*** Opening of Entries supplied ***

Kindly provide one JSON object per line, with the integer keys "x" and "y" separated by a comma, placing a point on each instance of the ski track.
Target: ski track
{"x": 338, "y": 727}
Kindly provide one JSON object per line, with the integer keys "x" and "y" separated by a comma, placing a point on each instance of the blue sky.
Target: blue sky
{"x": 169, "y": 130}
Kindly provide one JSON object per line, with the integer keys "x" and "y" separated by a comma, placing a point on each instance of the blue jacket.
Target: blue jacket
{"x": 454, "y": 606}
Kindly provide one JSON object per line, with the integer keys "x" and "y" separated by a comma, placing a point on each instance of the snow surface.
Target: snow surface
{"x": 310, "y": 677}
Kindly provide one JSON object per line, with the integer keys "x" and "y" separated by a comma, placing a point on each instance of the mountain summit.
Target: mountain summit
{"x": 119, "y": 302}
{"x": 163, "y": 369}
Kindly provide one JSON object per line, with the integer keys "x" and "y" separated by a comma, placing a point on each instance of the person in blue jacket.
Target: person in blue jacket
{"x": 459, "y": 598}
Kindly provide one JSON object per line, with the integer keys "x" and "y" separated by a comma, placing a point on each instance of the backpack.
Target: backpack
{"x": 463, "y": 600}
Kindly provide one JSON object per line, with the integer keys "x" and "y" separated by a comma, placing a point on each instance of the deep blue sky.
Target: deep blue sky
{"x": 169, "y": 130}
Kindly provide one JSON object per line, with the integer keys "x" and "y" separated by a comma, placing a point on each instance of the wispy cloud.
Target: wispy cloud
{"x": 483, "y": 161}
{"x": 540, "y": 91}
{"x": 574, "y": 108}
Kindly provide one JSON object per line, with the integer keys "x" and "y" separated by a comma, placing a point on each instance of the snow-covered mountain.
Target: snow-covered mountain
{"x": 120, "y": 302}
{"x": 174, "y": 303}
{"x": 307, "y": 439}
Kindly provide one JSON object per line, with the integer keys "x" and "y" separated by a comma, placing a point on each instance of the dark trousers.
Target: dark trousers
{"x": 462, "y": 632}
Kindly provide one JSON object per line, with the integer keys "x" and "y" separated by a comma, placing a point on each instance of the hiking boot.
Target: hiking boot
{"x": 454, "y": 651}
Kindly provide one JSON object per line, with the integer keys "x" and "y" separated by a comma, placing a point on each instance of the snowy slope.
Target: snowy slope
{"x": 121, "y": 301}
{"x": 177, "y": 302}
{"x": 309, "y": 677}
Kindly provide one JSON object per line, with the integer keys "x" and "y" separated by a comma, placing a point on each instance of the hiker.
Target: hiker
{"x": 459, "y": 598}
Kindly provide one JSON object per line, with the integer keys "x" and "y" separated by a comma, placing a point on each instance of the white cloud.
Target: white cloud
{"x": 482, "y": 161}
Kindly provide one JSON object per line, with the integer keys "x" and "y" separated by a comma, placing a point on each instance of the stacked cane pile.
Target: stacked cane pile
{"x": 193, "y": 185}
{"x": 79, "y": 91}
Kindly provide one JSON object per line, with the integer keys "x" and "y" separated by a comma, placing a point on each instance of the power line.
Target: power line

*** Close of Entries supplied ***

Task item:
For each line shown above, write an exact copy.

Solution for this task:
Kindly provide one JSON object per line, with the integer keys "x" and "y" separated by a comma, placing a point on each instance of the ski track.
Target: ski track
{"x": 338, "y": 727}
Kindly provide one JSON object per line, with the integer keys "x" and "y" separated by a comma, placing a point on each instance of the blue sky.
Target: blue sky
{"x": 169, "y": 130}
Kindly provide one JSON object per line, with the integer keys "x" and "y" separated by a comma, placing a point on each instance of the blue jacket.
Target: blue jacket
{"x": 454, "y": 606}
Kindly provide one JSON object per line, with the integer keys "x" and "y" separated by a comma, placing a point on each instance of the snow surface.
Target: snow surface
{"x": 310, "y": 677}
Kindly provide one JSON object per line, with the integer keys "x" and "y" separated by a comma, placing a point on each instance of the mountain summit.
Target: mountain summit
{"x": 119, "y": 302}
{"x": 163, "y": 369}
Kindly provide one JSON object per line, with the integer keys "x" and "y" separated by a comma, placing a point on each instance of the person in blue jacket.
Target: person in blue jacket
{"x": 459, "y": 598}
Kindly provide one JSON object per line, with the integer keys "x" and "y" separated by a comma, placing a point on each instance of the backpack.
Target: backpack
{"x": 463, "y": 600}
Kindly provide one JSON object per line, with the integer keys "x" and "y" separated by a comma, placing a point on each instance of the deep blue sky.
Target: deep blue sky
{"x": 169, "y": 130}
Kindly provide one JSON object per line, with the integer keys "x" and "y" separated by a comma, placing a point on each instance of the wispy cloud.
Target: wispy cloud
{"x": 483, "y": 161}
{"x": 540, "y": 91}
{"x": 574, "y": 108}
Kindly provide one JSON object per line, with the integer keys "x" and "y" separated by a comma, placing a point on each instance of the snow-covered mountain.
Target: snow-covered mountain
{"x": 120, "y": 302}
{"x": 174, "y": 303}
{"x": 307, "y": 439}
Kindly provide one JSON object per line, with the integer keys "x" and "y" separated by a comma, placing a point on each instance of the dark trousers.
Target: dark trousers
{"x": 462, "y": 632}
Kindly provide one JSON object per line, with the integer keys "x" and "y" separated by a comma, placing a point on each instance of the hiking boot.
Target: hiking boot
{"x": 454, "y": 651}
Kindly provide one JSON object per line, with the integer keys "x" and "y" separated by a comma, placing a point on each instance of the snowy slope.
Target: snowy slope
{"x": 121, "y": 301}
{"x": 177, "y": 302}
{"x": 309, "y": 677}
Kindly provide one JSON object per line, with the integer keys "x" and "y" separated by a comma, placing a point on each instance of the hiker.
Target: hiker
{"x": 459, "y": 598}
Kindly provide one JSON object per line, with the integer keys "x" and "y" separated by a comma, placing a point on each instance of the white cloud.
Target: white cloud
{"x": 482, "y": 161}
Kindly provide one JSON object per line, with the integer keys "x" and "y" separated by a comma, placing a point on each instance of the stacked cane pile.
Target: stacked cane pile
{"x": 193, "y": 185}
{"x": 79, "y": 91}
Kindly provide one JSON object per line, with the integer keys "x" and "y" separated by a comma, placing a point on each instance of the power line.
Target: power line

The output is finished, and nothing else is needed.